- [Fragmento dado]
Para los griegos, la felicidad solamente sucedía, se le veía venir, casi como un accidente —de tan fatal su aparición—; es decir, era algo sobre lo que no tenían control, como en aquel refrán de que “aunque te quites o aunque te pongas”. Y para los estoicos la felicidad constituía el bien supremo: la ataraxia: un estado en el que se han superado las circunstancias que vienen del exterior. Quizá una mezcla de estas dos visiones padecieron malamente Miguel y los demás personajes. Entre vaivenes amargos y dulces viven pendientes de este hombre, quien es más un fantasma que un personaje que influye con decisión en sus vidas: son infelices en la medida en que Miguel lo es, o viceversa. Y su perfil se forma con las evocaciones y lo que dicen sus cartas.

Miguel es hijo de un hombre adinerado que pronto muere y le quedan entonces su madre y sus dos hermanas mayores (ambas casadas y con hijos; hay, además, unas gemelas, sólo que menores). Su madre, en su voluntario abandono, lo requiere para amarlo, pero también para resarcir todo ese tiempo que pasó lejos de ella porque su padre, al acontecer la separación conyugal, se lo llevó consigo: el hijo para el padre y las hijas para la madre. Desde este primer hecho queda expuesto el carácter de Miguel y la soledad y vacío de su madre, quien en un truncado intento por allegarse cariño y sostén comienza a escribirle cartas a su hijo.

- [Bloque de datos]
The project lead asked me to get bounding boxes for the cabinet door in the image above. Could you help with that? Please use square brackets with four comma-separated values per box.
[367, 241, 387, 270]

- [Enunciado A] Indica si cada afirmación coincide con el fragmento y responde sí o no, citando literalmente las palabras que lo deciden: (i) Para los estoicos, la felicidad era el bien supremo. (ii) Tras la separación de sus padres, Miguel se quedó a vivir con su madre. (iii) Las dos hermanas mayores de Miguel están casadas y tienen hijos.
- [Enunciado B] Enumera a todas las personas de la familia de Miguel que menciona el fragmento, incluidos los hijos de sus hermanas.

- [Respuesta completa A]
(i) Sí: "para los estoicos la felicidad constituía el bien supremo".
(ii) No: "su padre, al acontecer la separación conyugal, se lo llevó consigo".
(iii) Sí: "sus dos hermanas mayores (ambas casadas y con hijos".

- [Respuesta completa B]
- Su padre, un hombre adinerado que pronto muere
- Su madre
- Sus dos hermanas mayores
- Los hijos de esas hermanas
- Unas gemelas menores